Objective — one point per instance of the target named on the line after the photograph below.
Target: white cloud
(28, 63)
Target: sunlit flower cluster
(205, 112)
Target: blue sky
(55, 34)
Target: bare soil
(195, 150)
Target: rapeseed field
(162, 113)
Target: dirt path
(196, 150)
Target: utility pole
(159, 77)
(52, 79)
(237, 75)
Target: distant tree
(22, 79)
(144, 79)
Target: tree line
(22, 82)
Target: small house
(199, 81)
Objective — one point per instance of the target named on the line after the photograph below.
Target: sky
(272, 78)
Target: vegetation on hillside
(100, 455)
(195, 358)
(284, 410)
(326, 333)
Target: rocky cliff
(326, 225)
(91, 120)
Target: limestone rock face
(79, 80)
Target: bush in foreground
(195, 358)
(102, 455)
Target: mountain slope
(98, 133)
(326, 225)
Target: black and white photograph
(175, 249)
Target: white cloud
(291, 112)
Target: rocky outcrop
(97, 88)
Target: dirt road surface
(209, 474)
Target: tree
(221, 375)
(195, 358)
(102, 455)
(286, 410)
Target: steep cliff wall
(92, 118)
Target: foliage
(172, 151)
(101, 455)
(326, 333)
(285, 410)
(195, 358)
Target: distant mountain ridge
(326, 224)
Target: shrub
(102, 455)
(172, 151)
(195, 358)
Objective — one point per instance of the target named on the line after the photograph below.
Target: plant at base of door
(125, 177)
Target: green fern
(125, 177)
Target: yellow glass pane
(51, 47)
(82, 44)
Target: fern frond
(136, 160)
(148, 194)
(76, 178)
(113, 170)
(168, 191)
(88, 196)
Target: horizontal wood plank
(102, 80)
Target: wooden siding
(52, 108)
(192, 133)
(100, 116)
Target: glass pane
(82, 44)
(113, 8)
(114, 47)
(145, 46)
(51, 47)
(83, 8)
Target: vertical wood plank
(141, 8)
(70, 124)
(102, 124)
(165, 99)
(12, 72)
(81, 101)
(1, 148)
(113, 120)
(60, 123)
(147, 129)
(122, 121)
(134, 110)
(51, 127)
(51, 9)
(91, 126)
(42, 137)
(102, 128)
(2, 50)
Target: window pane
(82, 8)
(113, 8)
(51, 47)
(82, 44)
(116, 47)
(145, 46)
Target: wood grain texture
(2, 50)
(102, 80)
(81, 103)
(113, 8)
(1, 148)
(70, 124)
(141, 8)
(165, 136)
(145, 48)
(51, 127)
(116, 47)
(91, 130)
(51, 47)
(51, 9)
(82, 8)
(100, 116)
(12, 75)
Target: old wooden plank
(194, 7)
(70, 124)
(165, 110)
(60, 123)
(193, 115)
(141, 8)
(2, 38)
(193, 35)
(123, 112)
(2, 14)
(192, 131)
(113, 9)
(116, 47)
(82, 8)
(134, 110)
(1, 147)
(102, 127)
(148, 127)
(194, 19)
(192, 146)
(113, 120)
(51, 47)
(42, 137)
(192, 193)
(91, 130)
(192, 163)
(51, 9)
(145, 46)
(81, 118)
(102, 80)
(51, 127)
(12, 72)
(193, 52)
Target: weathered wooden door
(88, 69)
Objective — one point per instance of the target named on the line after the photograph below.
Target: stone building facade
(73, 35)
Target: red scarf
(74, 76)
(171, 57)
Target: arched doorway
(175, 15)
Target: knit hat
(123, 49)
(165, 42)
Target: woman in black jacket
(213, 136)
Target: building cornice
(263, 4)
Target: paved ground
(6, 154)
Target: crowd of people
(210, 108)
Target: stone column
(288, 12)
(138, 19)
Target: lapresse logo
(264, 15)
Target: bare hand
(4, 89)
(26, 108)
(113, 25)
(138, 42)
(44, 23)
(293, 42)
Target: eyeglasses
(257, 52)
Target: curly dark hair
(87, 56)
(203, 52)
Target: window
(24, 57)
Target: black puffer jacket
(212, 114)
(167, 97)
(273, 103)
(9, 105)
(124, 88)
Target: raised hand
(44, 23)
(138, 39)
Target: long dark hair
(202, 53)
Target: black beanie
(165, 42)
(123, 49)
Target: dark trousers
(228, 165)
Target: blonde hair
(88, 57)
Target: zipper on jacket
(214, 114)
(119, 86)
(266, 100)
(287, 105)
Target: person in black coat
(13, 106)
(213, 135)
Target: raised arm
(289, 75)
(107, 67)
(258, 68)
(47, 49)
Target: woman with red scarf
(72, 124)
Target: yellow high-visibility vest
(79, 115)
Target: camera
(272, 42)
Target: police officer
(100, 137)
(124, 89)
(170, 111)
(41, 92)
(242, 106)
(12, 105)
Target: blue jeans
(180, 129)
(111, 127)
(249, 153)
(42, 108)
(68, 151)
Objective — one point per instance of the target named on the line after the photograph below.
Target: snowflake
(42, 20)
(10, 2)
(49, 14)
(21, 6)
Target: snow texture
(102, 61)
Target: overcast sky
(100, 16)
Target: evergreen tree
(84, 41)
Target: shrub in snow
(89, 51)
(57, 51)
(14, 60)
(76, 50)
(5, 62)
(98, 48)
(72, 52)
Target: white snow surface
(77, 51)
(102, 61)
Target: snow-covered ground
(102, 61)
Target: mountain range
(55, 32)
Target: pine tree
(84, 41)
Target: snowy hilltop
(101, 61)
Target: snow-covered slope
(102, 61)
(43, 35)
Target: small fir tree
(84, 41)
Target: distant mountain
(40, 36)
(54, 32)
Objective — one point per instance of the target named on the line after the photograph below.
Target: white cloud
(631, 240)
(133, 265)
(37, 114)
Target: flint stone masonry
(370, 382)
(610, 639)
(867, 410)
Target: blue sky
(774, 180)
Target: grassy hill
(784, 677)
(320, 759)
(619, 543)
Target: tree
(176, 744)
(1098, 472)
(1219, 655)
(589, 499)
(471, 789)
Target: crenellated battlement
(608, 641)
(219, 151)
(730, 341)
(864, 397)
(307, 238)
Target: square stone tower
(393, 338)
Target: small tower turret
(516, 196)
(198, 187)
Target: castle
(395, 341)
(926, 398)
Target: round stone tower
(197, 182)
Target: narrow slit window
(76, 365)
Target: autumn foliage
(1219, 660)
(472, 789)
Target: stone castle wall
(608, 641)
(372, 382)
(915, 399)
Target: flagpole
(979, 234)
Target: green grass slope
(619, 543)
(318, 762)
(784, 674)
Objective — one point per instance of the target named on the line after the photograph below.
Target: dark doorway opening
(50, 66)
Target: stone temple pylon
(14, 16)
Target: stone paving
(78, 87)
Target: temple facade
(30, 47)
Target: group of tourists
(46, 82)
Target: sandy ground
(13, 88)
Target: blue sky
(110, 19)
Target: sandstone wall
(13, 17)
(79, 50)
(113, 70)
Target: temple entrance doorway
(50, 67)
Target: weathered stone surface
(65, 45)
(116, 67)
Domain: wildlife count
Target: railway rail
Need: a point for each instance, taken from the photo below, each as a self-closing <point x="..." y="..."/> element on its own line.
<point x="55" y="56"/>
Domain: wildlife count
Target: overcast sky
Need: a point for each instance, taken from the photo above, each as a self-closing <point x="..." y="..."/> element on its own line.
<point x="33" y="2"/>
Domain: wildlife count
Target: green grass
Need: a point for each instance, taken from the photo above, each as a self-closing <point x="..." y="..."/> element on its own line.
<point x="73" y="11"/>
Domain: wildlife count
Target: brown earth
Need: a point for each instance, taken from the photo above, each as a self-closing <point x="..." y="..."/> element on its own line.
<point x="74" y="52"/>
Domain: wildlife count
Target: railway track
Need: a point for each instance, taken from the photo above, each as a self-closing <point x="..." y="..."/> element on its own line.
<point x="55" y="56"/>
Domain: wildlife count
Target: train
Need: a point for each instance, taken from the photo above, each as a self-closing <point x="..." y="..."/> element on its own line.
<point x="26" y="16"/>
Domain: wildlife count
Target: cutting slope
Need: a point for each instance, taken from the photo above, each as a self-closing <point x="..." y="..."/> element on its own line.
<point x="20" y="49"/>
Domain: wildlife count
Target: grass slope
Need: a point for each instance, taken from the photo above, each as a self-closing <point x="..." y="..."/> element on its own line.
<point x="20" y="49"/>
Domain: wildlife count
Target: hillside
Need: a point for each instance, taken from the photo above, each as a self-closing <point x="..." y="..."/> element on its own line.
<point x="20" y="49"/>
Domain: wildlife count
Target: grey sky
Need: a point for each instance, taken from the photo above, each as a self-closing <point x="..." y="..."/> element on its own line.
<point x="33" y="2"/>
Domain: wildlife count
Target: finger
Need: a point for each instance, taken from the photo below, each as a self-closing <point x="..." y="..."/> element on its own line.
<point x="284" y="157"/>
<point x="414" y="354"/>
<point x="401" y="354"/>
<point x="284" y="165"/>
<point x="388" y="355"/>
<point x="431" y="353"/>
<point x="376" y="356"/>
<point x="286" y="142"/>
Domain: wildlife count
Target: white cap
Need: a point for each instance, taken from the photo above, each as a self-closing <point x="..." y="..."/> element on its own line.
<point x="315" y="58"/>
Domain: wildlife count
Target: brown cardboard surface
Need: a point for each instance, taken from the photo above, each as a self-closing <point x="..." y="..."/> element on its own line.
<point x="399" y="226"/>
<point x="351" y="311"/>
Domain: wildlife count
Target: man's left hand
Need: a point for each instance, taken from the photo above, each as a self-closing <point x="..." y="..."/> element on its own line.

- [INSTRUCTIONS FOR THE TASK]
Report how many lines of the preceding records include "brown". Output the number only.

- [PROBLEM SOLUTION]
2